[Dataset entries]
──────────

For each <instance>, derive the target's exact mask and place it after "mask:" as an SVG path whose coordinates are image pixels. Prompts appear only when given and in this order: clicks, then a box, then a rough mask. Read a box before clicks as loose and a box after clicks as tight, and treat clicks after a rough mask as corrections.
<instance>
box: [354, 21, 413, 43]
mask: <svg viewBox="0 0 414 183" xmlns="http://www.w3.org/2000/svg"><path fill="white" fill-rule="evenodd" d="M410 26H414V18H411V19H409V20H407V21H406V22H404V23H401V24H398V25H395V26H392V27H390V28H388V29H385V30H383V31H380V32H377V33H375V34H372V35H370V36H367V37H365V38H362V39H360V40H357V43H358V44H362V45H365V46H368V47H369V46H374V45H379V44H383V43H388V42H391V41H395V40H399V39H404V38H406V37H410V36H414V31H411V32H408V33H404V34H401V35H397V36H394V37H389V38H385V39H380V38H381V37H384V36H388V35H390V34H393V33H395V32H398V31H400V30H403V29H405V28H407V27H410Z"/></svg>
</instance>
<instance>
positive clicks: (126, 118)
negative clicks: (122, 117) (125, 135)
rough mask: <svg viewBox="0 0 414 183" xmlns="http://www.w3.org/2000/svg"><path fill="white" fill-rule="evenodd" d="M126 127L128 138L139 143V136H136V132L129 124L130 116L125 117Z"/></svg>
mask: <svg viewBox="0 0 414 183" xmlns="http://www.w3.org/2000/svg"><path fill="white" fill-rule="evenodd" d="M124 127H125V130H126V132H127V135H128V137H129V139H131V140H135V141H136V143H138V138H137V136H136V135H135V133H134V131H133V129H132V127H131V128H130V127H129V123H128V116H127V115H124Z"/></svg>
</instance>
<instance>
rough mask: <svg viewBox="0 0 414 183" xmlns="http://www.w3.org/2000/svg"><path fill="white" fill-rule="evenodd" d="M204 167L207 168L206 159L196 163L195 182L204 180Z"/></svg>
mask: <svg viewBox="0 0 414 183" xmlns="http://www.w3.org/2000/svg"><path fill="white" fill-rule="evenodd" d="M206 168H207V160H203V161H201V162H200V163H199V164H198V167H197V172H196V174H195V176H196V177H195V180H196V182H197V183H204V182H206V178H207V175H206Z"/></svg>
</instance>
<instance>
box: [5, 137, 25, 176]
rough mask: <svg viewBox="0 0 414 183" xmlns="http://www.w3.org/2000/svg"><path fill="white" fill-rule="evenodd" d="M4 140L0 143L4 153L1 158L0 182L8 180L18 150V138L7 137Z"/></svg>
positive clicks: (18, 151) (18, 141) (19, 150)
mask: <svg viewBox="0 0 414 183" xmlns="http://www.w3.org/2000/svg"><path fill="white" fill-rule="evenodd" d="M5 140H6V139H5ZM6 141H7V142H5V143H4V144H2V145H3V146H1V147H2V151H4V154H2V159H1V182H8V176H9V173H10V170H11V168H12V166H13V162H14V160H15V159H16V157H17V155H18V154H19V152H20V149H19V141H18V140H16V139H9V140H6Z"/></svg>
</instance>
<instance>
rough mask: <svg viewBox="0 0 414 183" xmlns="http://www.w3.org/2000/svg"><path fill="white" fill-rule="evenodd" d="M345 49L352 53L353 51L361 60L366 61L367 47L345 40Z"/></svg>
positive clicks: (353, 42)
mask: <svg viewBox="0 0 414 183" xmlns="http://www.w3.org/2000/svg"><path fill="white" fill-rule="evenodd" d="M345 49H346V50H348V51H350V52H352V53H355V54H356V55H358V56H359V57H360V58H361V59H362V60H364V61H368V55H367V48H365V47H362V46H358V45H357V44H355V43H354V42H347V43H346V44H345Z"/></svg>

──────────

Switch "rough mask" to "coarse mask" in the lines from the first one through the line that contains "box: [354, 21, 413, 43]", and write out only those lines with nothing else changed.

## Output for this exercise
For each <instance>, derive the target's exact mask and place it after "mask:" as an SVG path whose coordinates are image pixels. Prompts appear only when given and in this order: clicks, then a box, then a coarse mask. Read a box before clicks as loose and a box after clicks as tight, and treat clicks after a coarse mask as corrections.
<instance>
box: [354, 21, 413, 43]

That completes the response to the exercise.